• [DIRECTIONS] Return each line of the records below that contains the string "TARGET", treating uppercase and lowercase letters as distinct.

• [INFORMATION SUPPLIED]
★ ★ ★ ★
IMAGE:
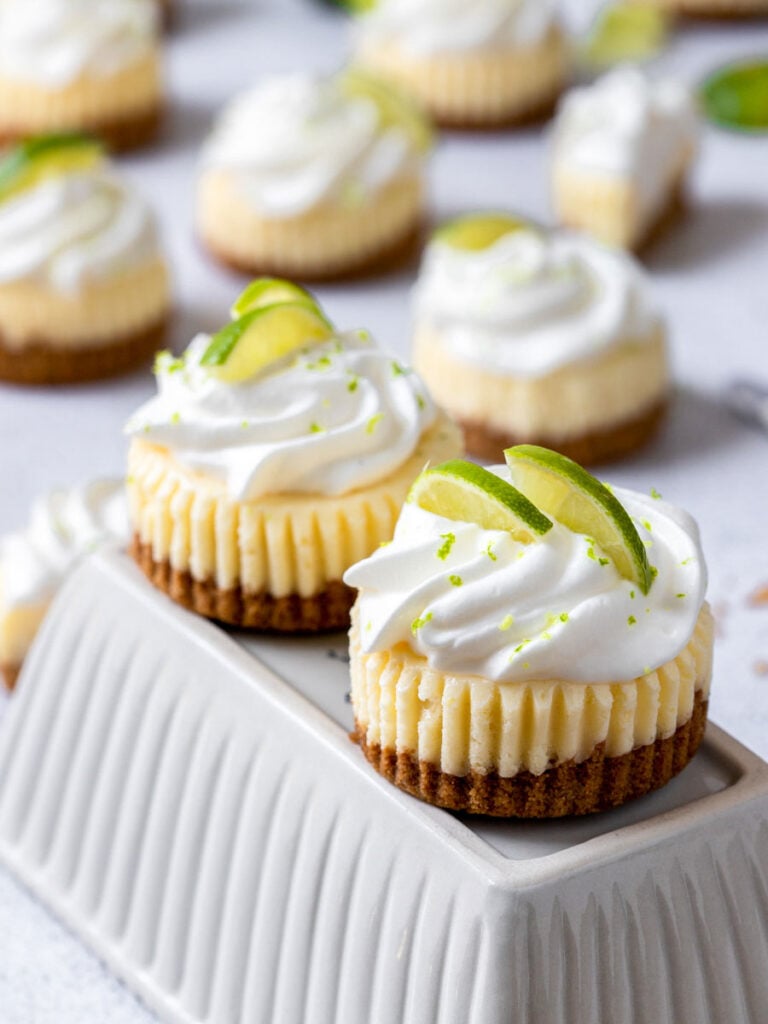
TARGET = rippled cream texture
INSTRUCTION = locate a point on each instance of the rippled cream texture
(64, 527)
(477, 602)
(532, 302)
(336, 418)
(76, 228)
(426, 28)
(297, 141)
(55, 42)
★ ★ ★ ★
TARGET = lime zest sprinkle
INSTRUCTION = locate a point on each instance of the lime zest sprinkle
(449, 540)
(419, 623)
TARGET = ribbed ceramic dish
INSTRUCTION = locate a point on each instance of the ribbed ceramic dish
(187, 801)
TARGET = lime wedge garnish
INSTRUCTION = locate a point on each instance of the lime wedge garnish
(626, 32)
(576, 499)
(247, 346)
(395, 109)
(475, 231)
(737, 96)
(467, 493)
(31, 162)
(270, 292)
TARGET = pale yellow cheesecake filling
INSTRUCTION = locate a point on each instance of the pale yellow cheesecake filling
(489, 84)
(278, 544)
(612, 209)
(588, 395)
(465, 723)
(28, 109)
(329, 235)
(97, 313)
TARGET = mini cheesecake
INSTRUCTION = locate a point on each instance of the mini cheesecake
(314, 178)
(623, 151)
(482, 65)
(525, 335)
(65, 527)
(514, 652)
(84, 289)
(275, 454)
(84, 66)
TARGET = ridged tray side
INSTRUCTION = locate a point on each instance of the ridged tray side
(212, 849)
★ ★ ★ ★
• [ANSWER TO THE TASK]
TARGET = rippled cream texture
TARGET = lime zest sprinkle
TARGET = ribbed ceramic dish
TARGET = lime wedge garnish
TARGET = pale yellow cheesecake filling
TARGET = mini cheesecake
TARGET = ridged tray side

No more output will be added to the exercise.